### DOCUMENT
Further useful binder resins for an active layer are silicon resins, polystyrene and copolymers of styrene and maleic anhydride and copolymers of butadiene and styrene.
Protective layers containing siloxane copolymers according to the present invention may contain fillers such as silica and have layer thicknesses of less than 5 μm, preferably less than 2 μm.
Charge transport layers in the photoconductors of the present invention have thicknesses in the range of 5 to 50 μm, preferably in range of 5 to 30 μm. If these layers contain low molecular weight charge transport molecules they will be present in concentrations of 30 to 70% by weight.
Photoconductive recording materials according to the present invention with a single active layer have e.g. a layer thickness in the range of 5 to 50 μm, preferably in the range of 5 to 30 μm. If said layers contain low molecular weight charge transport molecules they will be present in concentrations of 3 to 50% by weight. The charge generating pigments on dyes will be present in concentrations between 0.1 and 40% by weight.
The presence of one or more spectral sensitizing agents can have an advantageous effect on the charge transport. In that connection reference is made to the methine dyes and xanthene dyes described in U.S. Pat. No. 3,832,171. Preferably these dyes are used in an amount not substantially reducing the transparency in the visible light region (420-750 nm) of the charge transporting layer.
######
### PROVIDED RECORDS
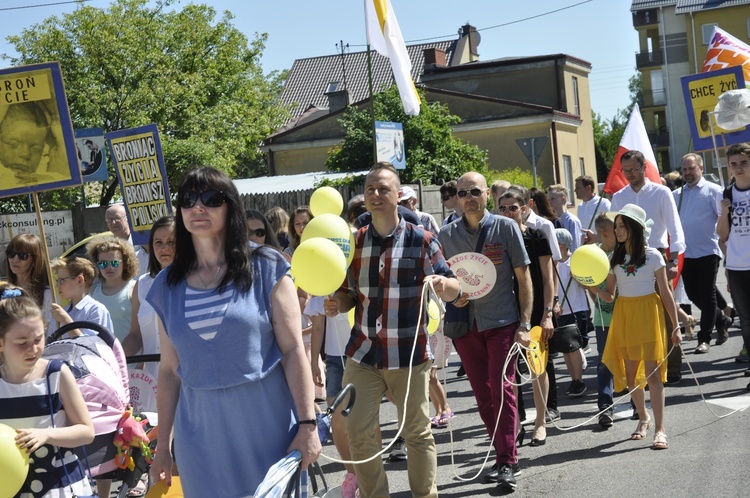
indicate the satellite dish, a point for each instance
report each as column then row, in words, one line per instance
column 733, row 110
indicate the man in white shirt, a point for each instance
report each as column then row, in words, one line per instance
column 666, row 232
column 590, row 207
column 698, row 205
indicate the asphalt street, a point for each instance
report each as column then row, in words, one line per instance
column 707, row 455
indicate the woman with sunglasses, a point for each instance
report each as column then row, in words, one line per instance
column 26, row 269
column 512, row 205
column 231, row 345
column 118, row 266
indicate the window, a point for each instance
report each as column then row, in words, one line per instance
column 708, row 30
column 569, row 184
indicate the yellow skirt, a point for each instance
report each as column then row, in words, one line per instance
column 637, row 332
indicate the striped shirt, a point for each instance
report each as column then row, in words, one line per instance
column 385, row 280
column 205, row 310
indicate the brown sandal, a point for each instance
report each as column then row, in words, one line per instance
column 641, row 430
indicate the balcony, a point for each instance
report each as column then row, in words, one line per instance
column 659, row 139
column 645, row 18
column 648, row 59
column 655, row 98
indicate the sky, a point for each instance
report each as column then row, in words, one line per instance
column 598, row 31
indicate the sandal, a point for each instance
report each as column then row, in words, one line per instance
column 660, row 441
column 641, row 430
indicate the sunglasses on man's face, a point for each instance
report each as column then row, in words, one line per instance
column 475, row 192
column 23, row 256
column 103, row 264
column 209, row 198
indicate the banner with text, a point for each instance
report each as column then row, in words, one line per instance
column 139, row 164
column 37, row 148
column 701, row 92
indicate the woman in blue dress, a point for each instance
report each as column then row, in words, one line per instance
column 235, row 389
######
### PROVIDED RECORDS
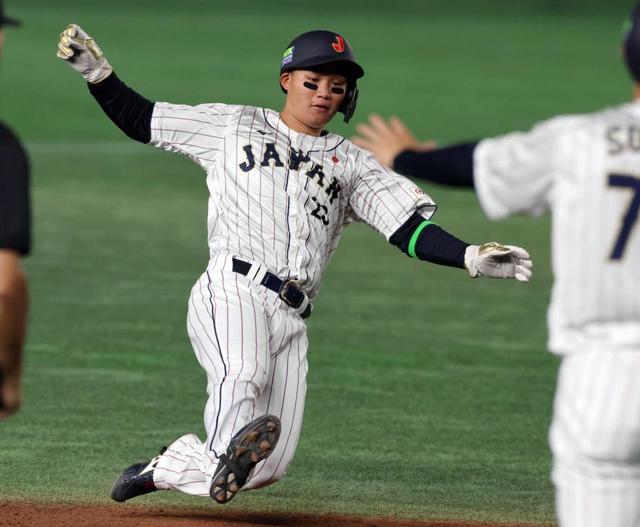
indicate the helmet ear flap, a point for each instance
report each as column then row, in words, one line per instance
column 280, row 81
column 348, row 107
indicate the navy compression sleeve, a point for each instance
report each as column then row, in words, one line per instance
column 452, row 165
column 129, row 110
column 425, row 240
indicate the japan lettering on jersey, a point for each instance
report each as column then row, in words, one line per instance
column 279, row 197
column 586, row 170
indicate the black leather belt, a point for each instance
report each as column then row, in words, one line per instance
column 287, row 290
######
### PROVIDED RECORDS
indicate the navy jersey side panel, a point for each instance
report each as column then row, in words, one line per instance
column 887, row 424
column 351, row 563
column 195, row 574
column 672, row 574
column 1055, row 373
######
▶ GIVEN PROBLEM A: Name every binder resin that the photoconductor passage lists as further useful for an active layer.
▶ GIVEN PROBLEM B: In the photoconductor passage, which patent describes the methine dyes and xanthene dyes?
▶ GIVEN PROBLEM C: Write out everything in the photoconductor passage from "Charge transport layers" down to "40% by weight.".

▶ EXERCISE RESULT A:
- Silicon resins
- Polystyrene
- Copolymers of styrene and maleic anhydride
- Copolymers of butadiene and styrene

▶ EXERCISE RESULT B: U.S. Pat. No. 3,832,171

▶ EXERCISE RESULT C:
Charge transport layers in the photoconductors of the present invention have thicknesses in the range of 5 to 50 μm, preferably in range of 5 to 30 μm. If these layers contain low molecular weight charge transport molecules they will be present in concentrations of 30 to 70% by weight.
Photoconductive recording materials according to the present invention with a single active layer have e.g. a layer thickness in the range of 5 to 50 μm, preferably in the range of 5 to 30 μm. If said layers contain low molecular weight charge transport molecules they will be present in concentrations of 3 to 50% by weight. The charge generating pigments on dyes will be present in concentrations between 0.1 and 40% by weight.